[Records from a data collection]

::::::::::

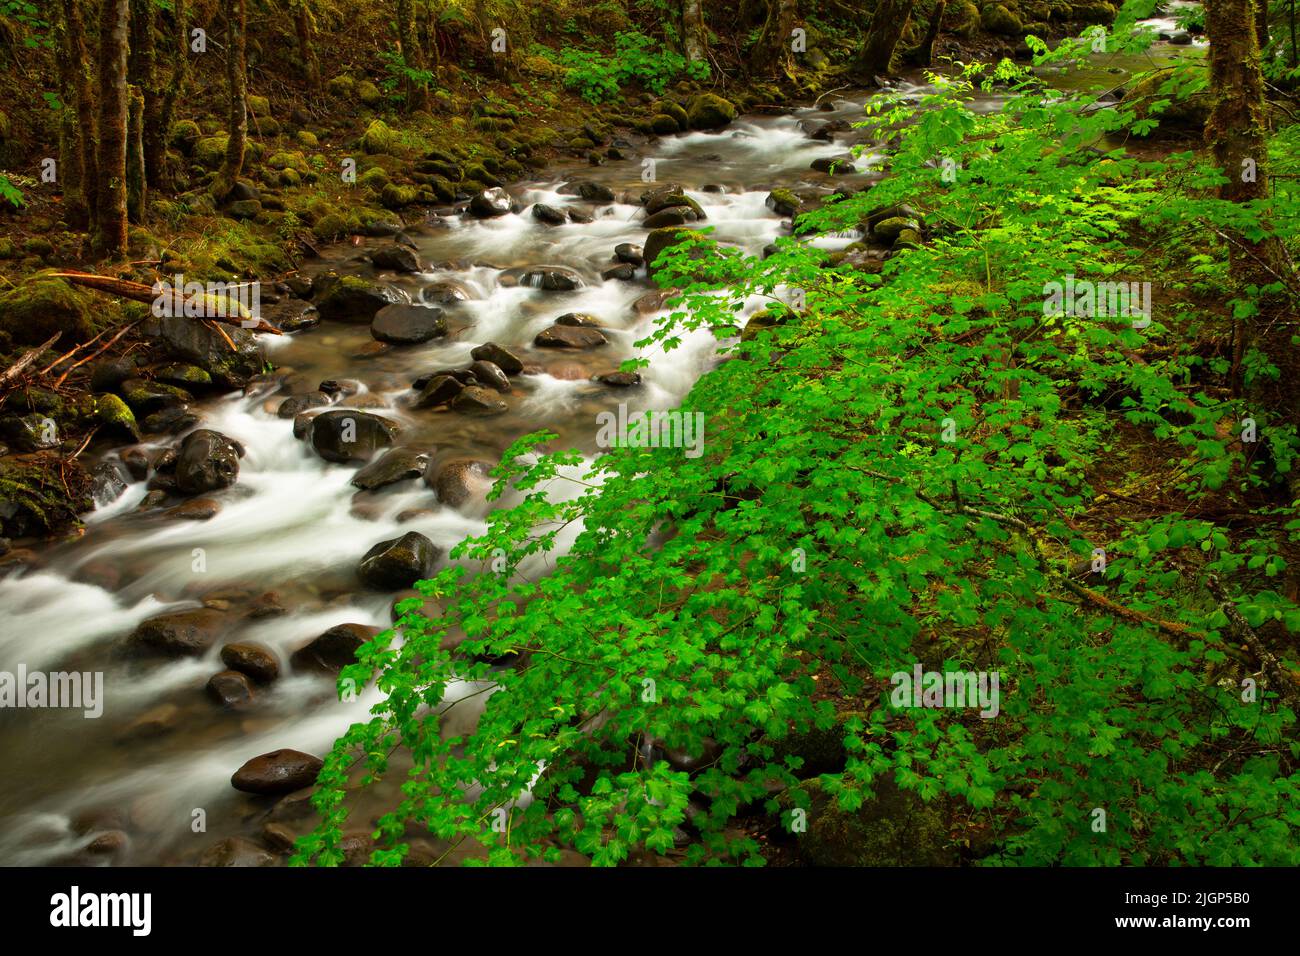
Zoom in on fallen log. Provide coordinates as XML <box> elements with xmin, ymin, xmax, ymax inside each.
<box><xmin>48</xmin><ymin>271</ymin><xmax>283</xmax><ymax>336</ymax></box>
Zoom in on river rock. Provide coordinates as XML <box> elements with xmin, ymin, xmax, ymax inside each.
<box><xmin>174</xmin><ymin>428</ymin><xmax>242</xmax><ymax>494</ymax></box>
<box><xmin>220</xmin><ymin>642</ymin><xmax>280</xmax><ymax>683</ymax></box>
<box><xmin>126</xmin><ymin>608</ymin><xmax>228</xmax><ymax>657</ymax></box>
<box><xmin>644</xmin><ymin>206</ymin><xmax>700</xmax><ymax>228</ymax></box>
<box><xmin>519</xmin><ymin>267</ymin><xmax>582</xmax><ymax>291</ymax></box>
<box><xmin>207</xmin><ymin>669</ymin><xmax>256</xmax><ymax>708</ymax></box>
<box><xmin>555</xmin><ymin>312</ymin><xmax>601</xmax><ymax>327</ymax></box>
<box><xmin>685</xmin><ymin>93</ymin><xmax>737</xmax><ymax>129</ymax></box>
<box><xmin>450</xmin><ymin>385</ymin><xmax>508</xmax><ymax>415</ymax></box>
<box><xmin>370</xmin><ymin>244</ymin><xmax>424</xmax><ymax>273</ymax></box>
<box><xmin>307</xmin><ymin>409</ymin><xmax>401</xmax><ymax>462</ymax></box>
<box><xmin>199</xmin><ymin>836</ymin><xmax>276</xmax><ymax>867</ymax></box>
<box><xmin>532</xmin><ymin>203</ymin><xmax>567</xmax><ymax>225</ymax></box>
<box><xmin>351</xmin><ymin>447</ymin><xmax>429</xmax><ymax>490</ymax></box>
<box><xmin>811</xmin><ymin>156</ymin><xmax>857</xmax><ymax>174</ymax></box>
<box><xmin>164</xmin><ymin>497</ymin><xmax>222</xmax><ymax>520</ymax></box>
<box><xmin>413</xmin><ymin>374</ymin><xmax>464</xmax><ymax>408</ymax></box>
<box><xmin>358</xmin><ymin>531</ymin><xmax>439</xmax><ymax>589</ymax></box>
<box><xmin>231</xmin><ymin>749</ymin><xmax>324</xmax><ymax>795</ymax></box>
<box><xmin>315</xmin><ymin>278</ymin><xmax>410</xmax><ymax>323</ymax></box>
<box><xmin>428</xmin><ymin>458</ymin><xmax>493</xmax><ymax>508</ymax></box>
<box><xmin>596</xmin><ymin>371</ymin><xmax>642</xmax><ymax>387</ymax></box>
<box><xmin>277</xmin><ymin>390</ymin><xmax>332</xmax><ymax>418</ymax></box>
<box><xmin>371</xmin><ymin>304</ymin><xmax>447</xmax><ymax>344</ymax></box>
<box><xmin>470</xmin><ymin>342</ymin><xmax>523</xmax><ymax>375</ymax></box>
<box><xmin>150</xmin><ymin>314</ymin><xmax>264</xmax><ymax>387</ymax></box>
<box><xmin>290</xmin><ymin>622</ymin><xmax>381</xmax><ymax>673</ymax></box>
<box><xmin>573</xmin><ymin>180</ymin><xmax>616</xmax><ymax>202</ymax></box>
<box><xmin>420</xmin><ymin>280</ymin><xmax>472</xmax><ymax>306</ymax></box>
<box><xmin>601</xmin><ymin>263</ymin><xmax>635</xmax><ymax>281</ymax></box>
<box><xmin>614</xmin><ymin>242</ymin><xmax>644</xmax><ymax>265</ymax></box>
<box><xmin>534</xmin><ymin>324</ymin><xmax>608</xmax><ymax>349</ymax></box>
<box><xmin>467</xmin><ymin>360</ymin><xmax>510</xmax><ymax>392</ymax></box>
<box><xmin>120</xmin><ymin>377</ymin><xmax>190</xmax><ymax>414</ymax></box>
<box><xmin>469</xmin><ymin>187</ymin><xmax>514</xmax><ymax>217</ymax></box>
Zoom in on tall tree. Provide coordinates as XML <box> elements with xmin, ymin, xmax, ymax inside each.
<box><xmin>158</xmin><ymin>0</ymin><xmax>188</xmax><ymax>190</ymax></box>
<box><xmin>213</xmin><ymin>0</ymin><xmax>248</xmax><ymax>201</ymax></box>
<box><xmin>129</xmin><ymin>0</ymin><xmax>166</xmax><ymax>192</ymax></box>
<box><xmin>854</xmin><ymin>0</ymin><xmax>916</xmax><ymax>77</ymax></box>
<box><xmin>752</xmin><ymin>0</ymin><xmax>797</xmax><ymax>78</ymax></box>
<box><xmin>60</xmin><ymin>0</ymin><xmax>99</xmax><ymax>232</ymax></box>
<box><xmin>295</xmin><ymin>0</ymin><xmax>321</xmax><ymax>90</ymax></box>
<box><xmin>395</xmin><ymin>0</ymin><xmax>429</xmax><ymax>111</ymax></box>
<box><xmin>682</xmin><ymin>0</ymin><xmax>708</xmax><ymax>65</ymax></box>
<box><xmin>93</xmin><ymin>0</ymin><xmax>131</xmax><ymax>258</ymax></box>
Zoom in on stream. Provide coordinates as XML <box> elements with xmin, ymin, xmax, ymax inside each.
<box><xmin>0</xmin><ymin>28</ymin><xmax>1198</xmax><ymax>866</ymax></box>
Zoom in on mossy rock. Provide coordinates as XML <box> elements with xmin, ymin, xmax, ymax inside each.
<box><xmin>266</xmin><ymin>150</ymin><xmax>310</xmax><ymax>175</ymax></box>
<box><xmin>0</xmin><ymin>276</ymin><xmax>101</xmax><ymax>347</ymax></box>
<box><xmin>1073</xmin><ymin>1</ymin><xmax>1117</xmax><ymax>24</ymax></box>
<box><xmin>295</xmin><ymin>130</ymin><xmax>320</xmax><ymax>149</ymax></box>
<box><xmin>357</xmin><ymin>80</ymin><xmax>384</xmax><ymax>107</ymax></box>
<box><xmin>1126</xmin><ymin>67</ymin><xmax>1211</xmax><ymax>130</ymax></box>
<box><xmin>246</xmin><ymin>94</ymin><xmax>271</xmax><ymax>117</ymax></box>
<box><xmin>568</xmin><ymin>137</ymin><xmax>595</xmax><ymax>150</ymax></box>
<box><xmin>650</xmin><ymin>114</ymin><xmax>680</xmax><ymax>134</ymax></box>
<box><xmin>22</xmin><ymin>236</ymin><xmax>53</xmax><ymax>259</ymax></box>
<box><xmin>279</xmin><ymin>168</ymin><xmax>301</xmax><ymax>187</ymax></box>
<box><xmin>224</xmin><ymin>199</ymin><xmax>262</xmax><ymax>220</ymax></box>
<box><xmin>0</xmin><ymin>238</ymin><xmax>16</xmax><ymax>259</ymax></box>
<box><xmin>981</xmin><ymin>3</ymin><xmax>1024</xmax><ymax>34</ymax></box>
<box><xmin>945</xmin><ymin>0</ymin><xmax>982</xmax><ymax>36</ymax></box>
<box><xmin>326</xmin><ymin>74</ymin><xmax>356</xmax><ymax>97</ymax></box>
<box><xmin>685</xmin><ymin>93</ymin><xmax>737</xmax><ymax>130</ymax></box>
<box><xmin>312</xmin><ymin>212</ymin><xmax>355</xmax><ymax>241</ymax></box>
<box><xmin>0</xmin><ymin>453</ymin><xmax>92</xmax><ymax>538</ymax></box>
<box><xmin>170</xmin><ymin>119</ymin><xmax>202</xmax><ymax>154</ymax></box>
<box><xmin>195</xmin><ymin>135</ymin><xmax>229</xmax><ymax>169</ymax></box>
<box><xmin>359</xmin><ymin>167</ymin><xmax>391</xmax><ymax>192</ymax></box>
<box><xmin>360</xmin><ymin>120</ymin><xmax>399</xmax><ymax>155</ymax></box>
<box><xmin>91</xmin><ymin>393</ymin><xmax>141</xmax><ymax>441</ymax></box>
<box><xmin>462</xmin><ymin>162</ymin><xmax>500</xmax><ymax>187</ymax></box>
<box><xmin>380</xmin><ymin>183</ymin><xmax>420</xmax><ymax>209</ymax></box>
<box><xmin>656</xmin><ymin>100</ymin><xmax>689</xmax><ymax>128</ymax></box>
<box><xmin>783</xmin><ymin>777</ymin><xmax>956</xmax><ymax>867</ymax></box>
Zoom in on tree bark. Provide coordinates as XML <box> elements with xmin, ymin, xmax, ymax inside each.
<box><xmin>296</xmin><ymin>0</ymin><xmax>321</xmax><ymax>89</ymax></box>
<box><xmin>396</xmin><ymin>0</ymin><xmax>429</xmax><ymax>111</ymax></box>
<box><xmin>129</xmin><ymin>0</ymin><xmax>165</xmax><ymax>191</ymax></box>
<box><xmin>911</xmin><ymin>0</ymin><xmax>945</xmax><ymax>67</ymax></box>
<box><xmin>158</xmin><ymin>0</ymin><xmax>187</xmax><ymax>190</ymax></box>
<box><xmin>683</xmin><ymin>0</ymin><xmax>708</xmax><ymax>64</ymax></box>
<box><xmin>1204</xmin><ymin>0</ymin><xmax>1300</xmax><ymax>435</ymax></box>
<box><xmin>61</xmin><ymin>0</ymin><xmax>99</xmax><ymax>231</ymax></box>
<box><xmin>126</xmin><ymin>87</ymin><xmax>146</xmax><ymax>223</ymax></box>
<box><xmin>93</xmin><ymin>0</ymin><xmax>131</xmax><ymax>258</ymax></box>
<box><xmin>752</xmin><ymin>0</ymin><xmax>797</xmax><ymax>77</ymax></box>
<box><xmin>855</xmin><ymin>0</ymin><xmax>916</xmax><ymax>77</ymax></box>
<box><xmin>213</xmin><ymin>0</ymin><xmax>248</xmax><ymax>201</ymax></box>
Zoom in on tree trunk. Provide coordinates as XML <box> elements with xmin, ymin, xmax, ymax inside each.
<box><xmin>1205</xmin><ymin>0</ymin><xmax>1300</xmax><ymax>435</ymax></box>
<box><xmin>855</xmin><ymin>0</ymin><xmax>916</xmax><ymax>77</ymax></box>
<box><xmin>129</xmin><ymin>0</ymin><xmax>165</xmax><ymax>191</ymax></box>
<box><xmin>683</xmin><ymin>0</ymin><xmax>708</xmax><ymax>64</ymax></box>
<box><xmin>126</xmin><ymin>87</ymin><xmax>146</xmax><ymax>223</ymax></box>
<box><xmin>296</xmin><ymin>0</ymin><xmax>320</xmax><ymax>90</ymax></box>
<box><xmin>61</xmin><ymin>0</ymin><xmax>98</xmax><ymax>231</ymax></box>
<box><xmin>213</xmin><ymin>0</ymin><xmax>248</xmax><ymax>201</ymax></box>
<box><xmin>158</xmin><ymin>0</ymin><xmax>188</xmax><ymax>190</ymax></box>
<box><xmin>93</xmin><ymin>0</ymin><xmax>131</xmax><ymax>259</ymax></box>
<box><xmin>912</xmin><ymin>0</ymin><xmax>945</xmax><ymax>67</ymax></box>
<box><xmin>395</xmin><ymin>0</ymin><xmax>428</xmax><ymax>111</ymax></box>
<box><xmin>752</xmin><ymin>0</ymin><xmax>797</xmax><ymax>77</ymax></box>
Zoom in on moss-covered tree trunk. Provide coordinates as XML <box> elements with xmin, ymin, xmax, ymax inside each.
<box><xmin>213</xmin><ymin>0</ymin><xmax>248</xmax><ymax>201</ymax></box>
<box><xmin>1205</xmin><ymin>0</ymin><xmax>1300</xmax><ymax>444</ymax></box>
<box><xmin>296</xmin><ymin>0</ymin><xmax>321</xmax><ymax>90</ymax></box>
<box><xmin>157</xmin><ymin>0</ymin><xmax>187</xmax><ymax>190</ymax></box>
<box><xmin>126</xmin><ymin>87</ymin><xmax>146</xmax><ymax>222</ymax></box>
<box><xmin>129</xmin><ymin>0</ymin><xmax>167</xmax><ymax>192</ymax></box>
<box><xmin>93</xmin><ymin>0</ymin><xmax>131</xmax><ymax>258</ymax></box>
<box><xmin>54</xmin><ymin>5</ymin><xmax>87</xmax><ymax>227</ymax></box>
<box><xmin>395</xmin><ymin>0</ymin><xmax>428</xmax><ymax>112</ymax></box>
<box><xmin>855</xmin><ymin>0</ymin><xmax>916</xmax><ymax>77</ymax></box>
<box><xmin>61</xmin><ymin>0</ymin><xmax>99</xmax><ymax>232</ymax></box>
<box><xmin>752</xmin><ymin>0</ymin><xmax>797</xmax><ymax>78</ymax></box>
<box><xmin>911</xmin><ymin>0</ymin><xmax>946</xmax><ymax>67</ymax></box>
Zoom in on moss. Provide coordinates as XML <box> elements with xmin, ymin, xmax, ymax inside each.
<box><xmin>1073</xmin><ymin>1</ymin><xmax>1117</xmax><ymax>23</ymax></box>
<box><xmin>22</xmin><ymin>236</ymin><xmax>53</xmax><ymax>259</ymax></box>
<box><xmin>295</xmin><ymin>130</ymin><xmax>319</xmax><ymax>148</ymax></box>
<box><xmin>0</xmin><ymin>453</ymin><xmax>92</xmax><ymax>538</ymax></box>
<box><xmin>1126</xmin><ymin>67</ymin><xmax>1212</xmax><ymax>129</ymax></box>
<box><xmin>0</xmin><ymin>275</ymin><xmax>101</xmax><ymax>346</ymax></box>
<box><xmin>279</xmin><ymin>168</ymin><xmax>301</xmax><ymax>187</ymax></box>
<box><xmin>357</xmin><ymin>80</ymin><xmax>384</xmax><ymax>107</ymax></box>
<box><xmin>224</xmin><ymin>199</ymin><xmax>262</xmax><ymax>220</ymax></box>
<box><xmin>945</xmin><ymin>0</ymin><xmax>982</xmax><ymax>36</ymax></box>
<box><xmin>380</xmin><ymin>183</ymin><xmax>420</xmax><ymax>209</ymax></box>
<box><xmin>0</xmin><ymin>238</ymin><xmax>16</xmax><ymax>259</ymax></box>
<box><xmin>656</xmin><ymin>100</ymin><xmax>689</xmax><ymax>128</ymax></box>
<box><xmin>650</xmin><ymin>113</ymin><xmax>680</xmax><ymax>134</ymax></box>
<box><xmin>312</xmin><ymin>212</ymin><xmax>354</xmax><ymax>240</ymax></box>
<box><xmin>170</xmin><ymin>119</ymin><xmax>202</xmax><ymax>154</ymax></box>
<box><xmin>981</xmin><ymin>3</ymin><xmax>1023</xmax><ymax>35</ymax></box>
<box><xmin>359</xmin><ymin>166</ymin><xmax>390</xmax><ymax>192</ymax></box>
<box><xmin>326</xmin><ymin>74</ymin><xmax>356</xmax><ymax>98</ymax></box>
<box><xmin>195</xmin><ymin>135</ymin><xmax>229</xmax><ymax>169</ymax></box>
<box><xmin>360</xmin><ymin>119</ymin><xmax>399</xmax><ymax>155</ymax></box>
<box><xmin>266</xmin><ymin>150</ymin><xmax>310</xmax><ymax>174</ymax></box>
<box><xmin>685</xmin><ymin>93</ymin><xmax>737</xmax><ymax>130</ymax></box>
<box><xmin>91</xmin><ymin>393</ymin><xmax>141</xmax><ymax>440</ymax></box>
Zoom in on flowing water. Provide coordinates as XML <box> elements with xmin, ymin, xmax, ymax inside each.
<box><xmin>0</xmin><ymin>32</ymin><xmax>1200</xmax><ymax>865</ymax></box>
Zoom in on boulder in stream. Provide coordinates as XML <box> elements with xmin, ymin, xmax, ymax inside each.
<box><xmin>221</xmin><ymin>642</ymin><xmax>280</xmax><ymax>683</ymax></box>
<box><xmin>125</xmin><ymin>608</ymin><xmax>229</xmax><ymax>657</ymax></box>
<box><xmin>231</xmin><ymin>749</ymin><xmax>324</xmax><ymax>795</ymax></box>
<box><xmin>291</xmin><ymin>622</ymin><xmax>381</xmax><ymax>673</ymax></box>
<box><xmin>315</xmin><ymin>277</ymin><xmax>410</xmax><ymax>323</ymax></box>
<box><xmin>469</xmin><ymin>187</ymin><xmax>515</xmax><ymax>217</ymax></box>
<box><xmin>351</xmin><ymin>447</ymin><xmax>429</xmax><ymax>490</ymax></box>
<box><xmin>371</xmin><ymin>304</ymin><xmax>447</xmax><ymax>345</ymax></box>
<box><xmin>306</xmin><ymin>409</ymin><xmax>401</xmax><ymax>463</ymax></box>
<box><xmin>358</xmin><ymin>531</ymin><xmax>439</xmax><ymax>590</ymax></box>
<box><xmin>174</xmin><ymin>428</ymin><xmax>242</xmax><ymax>494</ymax></box>
<box><xmin>534</xmin><ymin>324</ymin><xmax>609</xmax><ymax>349</ymax></box>
<box><xmin>470</xmin><ymin>342</ymin><xmax>524</xmax><ymax>375</ymax></box>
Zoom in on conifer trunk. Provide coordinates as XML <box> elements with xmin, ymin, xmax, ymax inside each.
<box><xmin>213</xmin><ymin>0</ymin><xmax>248</xmax><ymax>201</ymax></box>
<box><xmin>855</xmin><ymin>0</ymin><xmax>916</xmax><ymax>77</ymax></box>
<box><xmin>93</xmin><ymin>0</ymin><xmax>131</xmax><ymax>258</ymax></box>
<box><xmin>62</xmin><ymin>0</ymin><xmax>99</xmax><ymax>232</ymax></box>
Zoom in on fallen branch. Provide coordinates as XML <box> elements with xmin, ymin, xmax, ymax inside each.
<box><xmin>1205</xmin><ymin>574</ymin><xmax>1300</xmax><ymax>708</ymax></box>
<box><xmin>48</xmin><ymin>271</ymin><xmax>282</xmax><ymax>336</ymax></box>
<box><xmin>0</xmin><ymin>333</ymin><xmax>62</xmax><ymax>391</ymax></box>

::::::::::

What is needed →
Copy all lines of the records that have the string "fallen" in them.

Exercise output →
Zoom in on fallen log. Provide coordinates as XML <box> elements with xmin, ymin, xmax, ymax inside each.
Zoom in on fallen branch. Provide coordinates as XML <box> elements with xmin, ymin, xmax, ymax inside each.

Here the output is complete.